Object point labels:
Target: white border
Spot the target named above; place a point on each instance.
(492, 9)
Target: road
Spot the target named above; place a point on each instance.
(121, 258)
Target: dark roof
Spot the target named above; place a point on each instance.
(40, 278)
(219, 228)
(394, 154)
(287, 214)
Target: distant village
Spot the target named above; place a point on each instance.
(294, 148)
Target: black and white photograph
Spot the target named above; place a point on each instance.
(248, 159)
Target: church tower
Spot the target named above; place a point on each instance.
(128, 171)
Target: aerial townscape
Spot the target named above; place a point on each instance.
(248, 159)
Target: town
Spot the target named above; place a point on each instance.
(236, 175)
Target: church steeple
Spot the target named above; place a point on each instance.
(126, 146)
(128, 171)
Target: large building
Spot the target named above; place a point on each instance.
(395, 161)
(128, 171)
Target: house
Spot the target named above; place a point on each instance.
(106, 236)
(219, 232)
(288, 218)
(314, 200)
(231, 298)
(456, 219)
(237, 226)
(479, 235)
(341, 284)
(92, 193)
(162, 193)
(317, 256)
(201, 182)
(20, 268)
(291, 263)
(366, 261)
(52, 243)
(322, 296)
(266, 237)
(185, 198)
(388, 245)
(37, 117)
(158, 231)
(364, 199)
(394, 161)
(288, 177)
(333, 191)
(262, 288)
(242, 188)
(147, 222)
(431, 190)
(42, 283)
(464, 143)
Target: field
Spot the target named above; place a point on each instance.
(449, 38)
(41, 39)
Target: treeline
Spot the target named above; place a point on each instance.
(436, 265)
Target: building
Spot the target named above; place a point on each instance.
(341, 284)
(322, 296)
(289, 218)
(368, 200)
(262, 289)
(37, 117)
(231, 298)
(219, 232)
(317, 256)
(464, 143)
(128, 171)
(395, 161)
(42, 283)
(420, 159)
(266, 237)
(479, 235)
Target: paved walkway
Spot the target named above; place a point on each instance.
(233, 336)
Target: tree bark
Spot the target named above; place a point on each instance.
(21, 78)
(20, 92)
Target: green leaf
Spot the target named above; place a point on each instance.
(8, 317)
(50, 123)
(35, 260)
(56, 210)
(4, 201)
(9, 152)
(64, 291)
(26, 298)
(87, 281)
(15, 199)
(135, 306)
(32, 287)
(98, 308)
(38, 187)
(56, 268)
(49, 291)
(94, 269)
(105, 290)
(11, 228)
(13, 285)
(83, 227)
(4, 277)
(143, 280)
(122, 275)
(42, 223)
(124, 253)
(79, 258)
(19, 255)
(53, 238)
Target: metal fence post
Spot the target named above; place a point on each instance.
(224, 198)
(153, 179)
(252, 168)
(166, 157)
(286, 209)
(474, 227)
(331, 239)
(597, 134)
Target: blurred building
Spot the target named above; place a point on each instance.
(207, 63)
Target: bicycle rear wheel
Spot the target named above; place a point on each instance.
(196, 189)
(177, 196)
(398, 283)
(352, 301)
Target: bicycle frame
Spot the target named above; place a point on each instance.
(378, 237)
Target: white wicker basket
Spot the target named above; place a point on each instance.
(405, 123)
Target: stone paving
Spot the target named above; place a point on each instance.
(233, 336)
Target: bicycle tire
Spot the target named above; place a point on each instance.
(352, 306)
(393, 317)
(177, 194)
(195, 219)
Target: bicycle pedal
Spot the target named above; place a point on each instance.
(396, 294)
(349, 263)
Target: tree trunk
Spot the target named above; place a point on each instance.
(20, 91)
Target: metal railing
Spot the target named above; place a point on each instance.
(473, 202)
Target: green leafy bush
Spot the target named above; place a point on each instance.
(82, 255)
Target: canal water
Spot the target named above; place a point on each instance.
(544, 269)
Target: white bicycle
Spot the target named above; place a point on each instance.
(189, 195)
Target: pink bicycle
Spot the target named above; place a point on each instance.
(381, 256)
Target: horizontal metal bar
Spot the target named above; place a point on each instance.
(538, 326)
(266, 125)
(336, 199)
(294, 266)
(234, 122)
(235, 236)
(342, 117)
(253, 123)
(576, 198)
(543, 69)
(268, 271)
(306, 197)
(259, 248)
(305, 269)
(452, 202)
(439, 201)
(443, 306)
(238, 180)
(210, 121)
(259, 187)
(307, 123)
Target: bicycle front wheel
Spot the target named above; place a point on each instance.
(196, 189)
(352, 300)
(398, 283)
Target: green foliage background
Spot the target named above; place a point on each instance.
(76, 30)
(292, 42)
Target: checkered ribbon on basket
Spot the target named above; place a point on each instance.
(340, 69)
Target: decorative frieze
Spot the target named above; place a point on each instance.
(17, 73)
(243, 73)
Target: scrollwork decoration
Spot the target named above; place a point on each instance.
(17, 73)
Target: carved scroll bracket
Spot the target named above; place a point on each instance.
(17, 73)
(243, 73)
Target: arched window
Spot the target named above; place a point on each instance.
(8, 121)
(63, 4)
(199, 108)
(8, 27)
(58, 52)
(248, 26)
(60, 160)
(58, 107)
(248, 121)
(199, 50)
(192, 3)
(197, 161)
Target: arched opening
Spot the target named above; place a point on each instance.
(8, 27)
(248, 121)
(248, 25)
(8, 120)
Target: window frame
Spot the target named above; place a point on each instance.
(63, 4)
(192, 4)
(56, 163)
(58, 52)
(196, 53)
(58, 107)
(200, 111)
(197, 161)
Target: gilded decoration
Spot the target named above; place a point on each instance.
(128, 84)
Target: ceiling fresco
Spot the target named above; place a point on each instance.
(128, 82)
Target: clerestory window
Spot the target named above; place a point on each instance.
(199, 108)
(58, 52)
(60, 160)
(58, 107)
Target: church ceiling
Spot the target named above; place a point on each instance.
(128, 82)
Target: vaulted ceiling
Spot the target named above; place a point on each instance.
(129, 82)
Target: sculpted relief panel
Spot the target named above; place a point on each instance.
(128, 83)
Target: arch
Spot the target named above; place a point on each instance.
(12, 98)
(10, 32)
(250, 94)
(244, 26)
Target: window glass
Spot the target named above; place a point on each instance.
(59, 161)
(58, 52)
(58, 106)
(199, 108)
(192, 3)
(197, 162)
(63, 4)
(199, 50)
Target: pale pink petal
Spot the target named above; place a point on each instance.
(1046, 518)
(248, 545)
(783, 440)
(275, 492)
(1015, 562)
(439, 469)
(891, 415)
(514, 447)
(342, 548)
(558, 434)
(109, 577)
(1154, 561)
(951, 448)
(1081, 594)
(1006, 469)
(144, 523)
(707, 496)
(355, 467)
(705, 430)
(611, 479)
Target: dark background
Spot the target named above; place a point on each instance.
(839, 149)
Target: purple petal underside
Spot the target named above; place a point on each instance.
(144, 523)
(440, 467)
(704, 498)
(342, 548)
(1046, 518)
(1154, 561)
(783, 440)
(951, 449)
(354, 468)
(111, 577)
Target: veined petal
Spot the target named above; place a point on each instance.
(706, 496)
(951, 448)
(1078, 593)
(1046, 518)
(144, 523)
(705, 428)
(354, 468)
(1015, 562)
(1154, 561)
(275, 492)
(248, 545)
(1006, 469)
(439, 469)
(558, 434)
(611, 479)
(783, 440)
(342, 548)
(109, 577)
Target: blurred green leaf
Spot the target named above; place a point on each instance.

Objective: Go through the listing above and restate it word for word.

Output below:
Target: white border
Spot the target named above; place a point on each instance.
(492, 9)
Target: road
Spot the target named above; place a point on each instance.
(121, 258)
Target: dark roof
Spot the target named above; place a point on each instance.
(40, 278)
(219, 228)
(394, 154)
(287, 214)
Target: distant village
Spot the target named above; place a point on each instance.
(294, 148)
Target: black and white photograph
Spot the target named above; place a point on each instance.
(248, 159)
Target: church tower
Spot the target named above; place a point on each instance.
(128, 171)
Target: aerial townscape
Spot the target named above; place a point on each instance.
(248, 159)
Target: town
Spot the target named above; place a point on each instance.
(236, 175)
Target: church steeple
Spot the target named above; place a point on each instance.
(126, 146)
(128, 171)
Target: large building
Spot the target named above; place a point on each instance.
(395, 161)
(128, 171)
Target: house
Spot the target named above; place a point on each instance.
(106, 236)
(219, 232)
(288, 218)
(314, 200)
(231, 298)
(456, 219)
(237, 226)
(479, 235)
(341, 284)
(92, 193)
(162, 193)
(317, 256)
(201, 182)
(20, 268)
(291, 263)
(366, 261)
(52, 243)
(322, 296)
(266, 237)
(185, 198)
(388, 245)
(37, 117)
(158, 231)
(364, 199)
(394, 161)
(288, 177)
(333, 191)
(262, 288)
(242, 188)
(147, 222)
(431, 190)
(42, 283)
(464, 143)
Target: field
Spot the target named above; place a point on each instance.
(449, 38)
(41, 39)
Target: treeline
Spot the target named above; place a point on each instance.
(436, 265)
Target: building
Spot the target named above; place a point on each instance.
(341, 284)
(322, 296)
(289, 218)
(368, 200)
(262, 289)
(37, 117)
(231, 298)
(219, 232)
(317, 256)
(464, 143)
(128, 171)
(395, 161)
(42, 283)
(420, 159)
(266, 237)
(479, 235)
Target: paved walkway
Spot the target named above; place a point on each instance.
(233, 336)
Target: tree bark
Spot the target named above; place a point on each instance.
(21, 78)
(20, 92)
Target: green leaf
Spot the target named above; place a point on each instance.
(8, 317)
(50, 123)
(35, 260)
(56, 210)
(4, 201)
(9, 152)
(64, 291)
(26, 298)
(87, 281)
(15, 199)
(135, 306)
(32, 287)
(98, 308)
(38, 187)
(56, 268)
(49, 291)
(94, 269)
(105, 290)
(11, 228)
(13, 285)
(83, 227)
(4, 277)
(143, 280)
(122, 275)
(42, 223)
(124, 253)
(79, 258)
(19, 255)
(53, 238)
Target: metal fence post
Spot the target named above; place a point on each instance.
(224, 198)
(153, 179)
(252, 168)
(166, 157)
(286, 209)
(474, 227)
(331, 239)
(597, 134)
Target: blurred building
Spot the target named above; place a point on each instance.
(207, 63)
Target: bicycle rear wheel
Spot the target named above; place a point on each instance.
(196, 189)
(177, 196)
(398, 283)
(352, 301)
Target: bicycle frame
Spot the target named above; place a point on each instance.
(378, 237)
Target: white wicker basket
Spot the target named above; place a point on each instance.
(405, 123)
Target: stone paving
Spot the target named above; place a point on each instance.
(233, 336)
Target: bicycle tire
Spot the target named above; place a point on each instance.
(352, 306)
(393, 317)
(177, 194)
(195, 219)
Target: bicycle pedal
Spot the target named above; place a point on each instance.
(396, 294)
(349, 263)
Target: tree trunk
Spot the target named above; place a point on each instance.
(20, 91)
Target: metal railing
Spot the target named above; place a point on each instance.
(473, 202)
Target: green leafy bush
Spot the target named above; place a point on each instance.
(82, 255)
Target: canal water
Spot the target named above; place a point on each instance.
(544, 269)
Target: white bicycle
Spot the target named above; place a point on each instance.
(189, 195)
Target: pink bicycle
Spot the target named above; place a point on each instance.
(381, 256)
Target: horizontal metal bar
Spot the target named above; place a point on each instance.
(538, 326)
(266, 125)
(336, 199)
(294, 266)
(234, 122)
(235, 236)
(342, 117)
(253, 123)
(576, 198)
(543, 69)
(268, 271)
(306, 197)
(259, 248)
(305, 269)
(452, 202)
(439, 201)
(443, 306)
(238, 180)
(210, 121)
(259, 187)
(307, 123)
Target: bicycle front wheel
Spot the target named above; place a point on each instance.
(196, 189)
(352, 300)
(398, 283)
Target: green foliage background
Spot the target named above; place a point on each instance.
(76, 30)
(292, 42)
Target: checkered ribbon on basket
Spot the target named above; place a point on each instance.
(340, 69)
Target: decorative frieze
Spot the target named above; place a point on each instance.
(17, 73)
(243, 73)
Target: scrollwork decoration
Spot the target named above; place a point on each instance.
(17, 73)
Target: carved scroll bracket
Spot the target named above; place a point on each instance.
(17, 73)
(243, 73)
Target: arched window
Spot the target named above; place a point on each instance.
(8, 121)
(63, 4)
(199, 108)
(8, 27)
(58, 52)
(248, 26)
(60, 160)
(58, 107)
(248, 121)
(199, 50)
(192, 3)
(197, 161)
Target: arched opening
Spot the target named above; place a point on each instance.
(8, 27)
(248, 121)
(248, 25)
(8, 120)
Target: window frame
Spot the target named above; place a point on each instance.
(63, 4)
(192, 4)
(56, 163)
(58, 52)
(196, 53)
(58, 107)
(200, 111)
(197, 161)
Target: gilded decoration
Spot the target named above; place a point on each instance.
(128, 84)
Target: ceiling fresco
Spot the target named above; place a point on each instance.
(128, 82)
Target: clerestory window
Spot the target named above; place a point on each instance.
(199, 108)
(58, 52)
(60, 160)
(58, 107)
Target: church ceiling
Spot the target named above; place a point on each instance.
(128, 82)
Target: vaulted ceiling
Spot the target named above; place a point on each instance.
(129, 82)
Target: sculpted relief panel
Spot the target named above; place a point on each instance.
(128, 83)
Target: arch
Spot the target named above; place a point on each instance.
(12, 98)
(10, 32)
(250, 94)
(244, 26)
Target: window glass
Spot the target named above; place a point on each instance.
(59, 161)
(58, 52)
(58, 106)
(199, 108)
(192, 3)
(197, 162)
(63, 4)
(199, 50)
Target: pale pink petal
Spot the target named above; place a point on each instance.
(1046, 518)
(248, 545)
(783, 440)
(275, 492)
(1015, 562)
(439, 469)
(891, 415)
(514, 447)
(342, 548)
(558, 434)
(109, 577)
(1154, 561)
(951, 448)
(1081, 594)
(1006, 469)
(144, 523)
(707, 496)
(355, 467)
(705, 430)
(611, 479)
Target: dark background
Spot the target named above; place a point on each instance.
(839, 149)
Target: purple petal underside
Spot the target named above; place a point on each instance.
(144, 523)
(440, 467)
(704, 498)
(342, 548)
(1046, 518)
(1154, 561)
(783, 440)
(951, 449)
(354, 468)
(111, 577)
Target: veined petal
Spot the target named above; place a point on each instance.
(706, 496)
(951, 448)
(1078, 593)
(1046, 518)
(144, 523)
(705, 428)
(354, 468)
(1015, 562)
(1154, 561)
(275, 492)
(248, 545)
(1006, 469)
(439, 469)
(558, 434)
(611, 479)
(783, 440)
(342, 548)
(109, 577)
Target: blurred green leaf
Spot the target named above; place a point on each instance.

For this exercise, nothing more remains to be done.